JOB>
Below are some records; reproduce every one of them exactly.

[Rows from a dataset]
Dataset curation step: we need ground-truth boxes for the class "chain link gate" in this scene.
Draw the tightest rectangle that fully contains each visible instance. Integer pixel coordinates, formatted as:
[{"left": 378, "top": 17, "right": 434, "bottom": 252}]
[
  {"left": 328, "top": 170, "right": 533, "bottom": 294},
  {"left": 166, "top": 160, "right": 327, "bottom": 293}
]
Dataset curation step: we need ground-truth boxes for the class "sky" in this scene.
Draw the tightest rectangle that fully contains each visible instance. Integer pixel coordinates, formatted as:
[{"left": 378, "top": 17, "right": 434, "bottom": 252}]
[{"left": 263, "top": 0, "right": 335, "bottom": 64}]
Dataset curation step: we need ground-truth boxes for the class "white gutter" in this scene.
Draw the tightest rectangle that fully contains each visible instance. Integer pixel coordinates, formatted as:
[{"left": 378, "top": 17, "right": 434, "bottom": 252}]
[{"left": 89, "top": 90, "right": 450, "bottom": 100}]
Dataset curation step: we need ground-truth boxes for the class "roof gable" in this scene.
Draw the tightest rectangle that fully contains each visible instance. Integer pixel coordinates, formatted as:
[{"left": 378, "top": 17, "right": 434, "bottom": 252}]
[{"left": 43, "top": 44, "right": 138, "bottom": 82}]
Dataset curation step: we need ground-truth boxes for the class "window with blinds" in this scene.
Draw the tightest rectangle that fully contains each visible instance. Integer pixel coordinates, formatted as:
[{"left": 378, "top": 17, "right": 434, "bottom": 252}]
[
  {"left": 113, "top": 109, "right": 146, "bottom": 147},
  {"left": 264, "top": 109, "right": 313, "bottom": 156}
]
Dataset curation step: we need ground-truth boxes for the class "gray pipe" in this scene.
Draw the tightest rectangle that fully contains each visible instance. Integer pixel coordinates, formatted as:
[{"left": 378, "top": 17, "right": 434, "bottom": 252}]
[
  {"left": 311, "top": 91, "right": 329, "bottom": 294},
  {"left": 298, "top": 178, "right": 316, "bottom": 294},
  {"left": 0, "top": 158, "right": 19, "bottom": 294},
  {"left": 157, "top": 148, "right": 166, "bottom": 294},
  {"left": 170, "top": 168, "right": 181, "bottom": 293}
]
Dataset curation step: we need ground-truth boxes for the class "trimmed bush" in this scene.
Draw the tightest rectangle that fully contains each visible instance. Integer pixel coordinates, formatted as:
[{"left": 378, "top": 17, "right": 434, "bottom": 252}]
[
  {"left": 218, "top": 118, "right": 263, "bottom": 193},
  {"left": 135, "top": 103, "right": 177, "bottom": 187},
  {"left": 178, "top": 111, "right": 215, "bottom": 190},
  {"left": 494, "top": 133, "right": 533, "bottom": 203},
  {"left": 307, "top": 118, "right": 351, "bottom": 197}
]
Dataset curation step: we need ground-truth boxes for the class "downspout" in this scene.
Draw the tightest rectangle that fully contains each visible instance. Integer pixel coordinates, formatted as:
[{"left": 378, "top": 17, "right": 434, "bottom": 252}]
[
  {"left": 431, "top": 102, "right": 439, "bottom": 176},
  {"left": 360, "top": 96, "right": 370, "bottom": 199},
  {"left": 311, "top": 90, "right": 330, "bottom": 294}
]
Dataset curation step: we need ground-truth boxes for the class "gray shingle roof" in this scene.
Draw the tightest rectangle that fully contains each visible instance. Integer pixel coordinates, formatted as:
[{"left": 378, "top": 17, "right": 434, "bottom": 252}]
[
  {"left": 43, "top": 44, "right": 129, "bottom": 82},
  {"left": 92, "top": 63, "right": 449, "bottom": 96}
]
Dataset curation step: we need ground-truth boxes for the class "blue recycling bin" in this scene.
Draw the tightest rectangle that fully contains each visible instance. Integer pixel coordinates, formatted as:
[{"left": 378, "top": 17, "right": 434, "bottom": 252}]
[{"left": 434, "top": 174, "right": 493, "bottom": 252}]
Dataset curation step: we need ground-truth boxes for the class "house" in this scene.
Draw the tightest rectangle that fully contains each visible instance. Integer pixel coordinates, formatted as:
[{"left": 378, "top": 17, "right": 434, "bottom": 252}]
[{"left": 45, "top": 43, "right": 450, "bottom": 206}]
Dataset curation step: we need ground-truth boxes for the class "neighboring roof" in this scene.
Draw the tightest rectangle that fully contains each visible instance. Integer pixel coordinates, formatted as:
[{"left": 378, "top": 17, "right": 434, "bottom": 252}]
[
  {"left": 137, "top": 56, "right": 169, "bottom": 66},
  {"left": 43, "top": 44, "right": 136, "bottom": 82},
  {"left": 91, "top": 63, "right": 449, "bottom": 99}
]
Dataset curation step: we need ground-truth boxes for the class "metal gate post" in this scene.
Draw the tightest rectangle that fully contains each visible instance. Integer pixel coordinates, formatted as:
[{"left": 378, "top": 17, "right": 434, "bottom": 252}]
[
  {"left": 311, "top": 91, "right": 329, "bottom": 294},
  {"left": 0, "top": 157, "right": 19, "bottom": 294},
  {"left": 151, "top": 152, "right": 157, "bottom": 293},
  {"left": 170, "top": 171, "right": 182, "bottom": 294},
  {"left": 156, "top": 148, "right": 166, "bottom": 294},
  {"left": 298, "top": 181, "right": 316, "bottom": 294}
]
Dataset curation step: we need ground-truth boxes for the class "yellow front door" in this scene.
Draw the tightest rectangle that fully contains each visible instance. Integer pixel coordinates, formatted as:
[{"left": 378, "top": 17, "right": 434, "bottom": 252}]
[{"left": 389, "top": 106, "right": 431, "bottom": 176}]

ANSWER TO THE TASK>
Dataset curation step: we need ground-truth boxes for the class "chain link gate" in this scene.
Draw the tightest rectangle that fully contains each visible instance. Integer pixel coordinates, formatted as:
[{"left": 378, "top": 17, "right": 434, "bottom": 252}]
[
  {"left": 328, "top": 170, "right": 533, "bottom": 294},
  {"left": 166, "top": 160, "right": 327, "bottom": 293}
]
Dataset curation step: we need ground-truth boxes for the class "sky" in this scene.
Draw the tightest rectangle that fully contains each visible instance. Integer pixel coordinates, formatted as:
[{"left": 378, "top": 17, "right": 434, "bottom": 252}]
[{"left": 263, "top": 0, "right": 335, "bottom": 64}]
Dataset curation step: we need ground-truth boxes for the class "white gutter" in this scene.
Draw the tightest rectangle that fully contains each visible instance. Integer pixel coordinates, formatted as:
[{"left": 378, "top": 17, "right": 434, "bottom": 252}]
[{"left": 89, "top": 90, "right": 450, "bottom": 100}]
Dataset curation step: we need ground-truth boxes for the class "roof gable" in this scene.
Draw the tightest rectangle that fully contains each visible instance. Integer pixel coordinates, formatted as:
[{"left": 378, "top": 17, "right": 434, "bottom": 252}]
[{"left": 43, "top": 44, "right": 138, "bottom": 82}]
Dataset curation step: we need ground-truth boxes for the class "window with blinds" in this scene.
Draw the tightest rectangle that fully contains each visible instance. Integer pixel coordinates, formatted as:
[{"left": 378, "top": 17, "right": 434, "bottom": 252}]
[
  {"left": 113, "top": 109, "right": 146, "bottom": 147},
  {"left": 264, "top": 109, "right": 313, "bottom": 156}
]
Dataset curation step: we need ground-truth boxes for the class "gray pipe" in this scene.
Draw the tightest rectangle that fully contains each visible instance. Integer pixel coordinates, formatted as:
[{"left": 378, "top": 17, "right": 434, "bottom": 252}]
[
  {"left": 311, "top": 91, "right": 329, "bottom": 294},
  {"left": 298, "top": 178, "right": 316, "bottom": 294},
  {"left": 0, "top": 158, "right": 19, "bottom": 294},
  {"left": 157, "top": 148, "right": 166, "bottom": 294},
  {"left": 170, "top": 168, "right": 181, "bottom": 293}
]
Dataset curation step: we need ground-truth boxes for the class "trimmed bush" in this scene.
Draw the tightest rectangle that fully contains each visible instance. Integer pixel coordinates, formatted as:
[{"left": 378, "top": 17, "right": 434, "bottom": 252}]
[
  {"left": 218, "top": 118, "right": 263, "bottom": 193},
  {"left": 135, "top": 103, "right": 177, "bottom": 187},
  {"left": 178, "top": 111, "right": 215, "bottom": 190},
  {"left": 494, "top": 133, "right": 533, "bottom": 203},
  {"left": 307, "top": 118, "right": 351, "bottom": 197}
]
Dataset curation step: we need ground-truth boxes for the class "downspout" in this scene.
Draw the tightest rectangle that fully contains each visible instance. Integer pixel coordinates, formatted as:
[{"left": 378, "top": 17, "right": 434, "bottom": 252}]
[
  {"left": 431, "top": 102, "right": 439, "bottom": 176},
  {"left": 360, "top": 96, "right": 370, "bottom": 199},
  {"left": 311, "top": 90, "right": 330, "bottom": 294}
]
Dataset curation step: we need ground-truth boxes for the class "gray shingle roof" in this scene.
Draw the tightest rectangle that fully contains each visible instance. Integer pixel coordinates, formatted as:
[{"left": 378, "top": 17, "right": 434, "bottom": 252}]
[
  {"left": 43, "top": 44, "right": 129, "bottom": 82},
  {"left": 92, "top": 63, "right": 449, "bottom": 96}
]
Dataset curation step: we need ground-truth boxes for the class "blue recycling bin" in this scene.
Draw the tightest rectangle that fully contains each visible instance. Integer pixel coordinates, formatted as:
[{"left": 378, "top": 17, "right": 434, "bottom": 252}]
[{"left": 434, "top": 174, "right": 493, "bottom": 252}]
Dataset curation step: we need ground-truth boxes for the class "house" in this scene.
Draw the tightest rectangle that fully contains each visible instance. Integer pixel coordinates, formatted as:
[{"left": 378, "top": 17, "right": 434, "bottom": 252}]
[{"left": 45, "top": 43, "right": 450, "bottom": 206}]
Dataset curation step: we need ground-truth boxes for the class "neighboring roof" in this scene.
Draw the tightest rectangle that fully contains each visible instance. Integer pixel coordinates, formatted as:
[{"left": 378, "top": 17, "right": 434, "bottom": 252}]
[
  {"left": 137, "top": 56, "right": 169, "bottom": 66},
  {"left": 43, "top": 44, "right": 136, "bottom": 82},
  {"left": 91, "top": 63, "right": 449, "bottom": 99}
]
Dataset curation step: we need ground-truth boxes for the class "metal gate post" in this scene.
Draw the tightest rectangle that fully contains each visible instance. Integer pixel coordinates, formatted as:
[{"left": 378, "top": 17, "right": 434, "bottom": 252}]
[
  {"left": 311, "top": 91, "right": 329, "bottom": 294},
  {"left": 0, "top": 157, "right": 19, "bottom": 294},
  {"left": 151, "top": 152, "right": 157, "bottom": 293},
  {"left": 170, "top": 171, "right": 182, "bottom": 294},
  {"left": 156, "top": 148, "right": 166, "bottom": 294},
  {"left": 298, "top": 181, "right": 316, "bottom": 294}
]
Dataset curation step: we need ground-truth boxes for the class "yellow front door" in this scene.
Draw the tightest rectangle that fully contains each visible instance. Integer pixel coordinates, formatted as:
[{"left": 378, "top": 17, "right": 434, "bottom": 252}]
[{"left": 389, "top": 106, "right": 431, "bottom": 176}]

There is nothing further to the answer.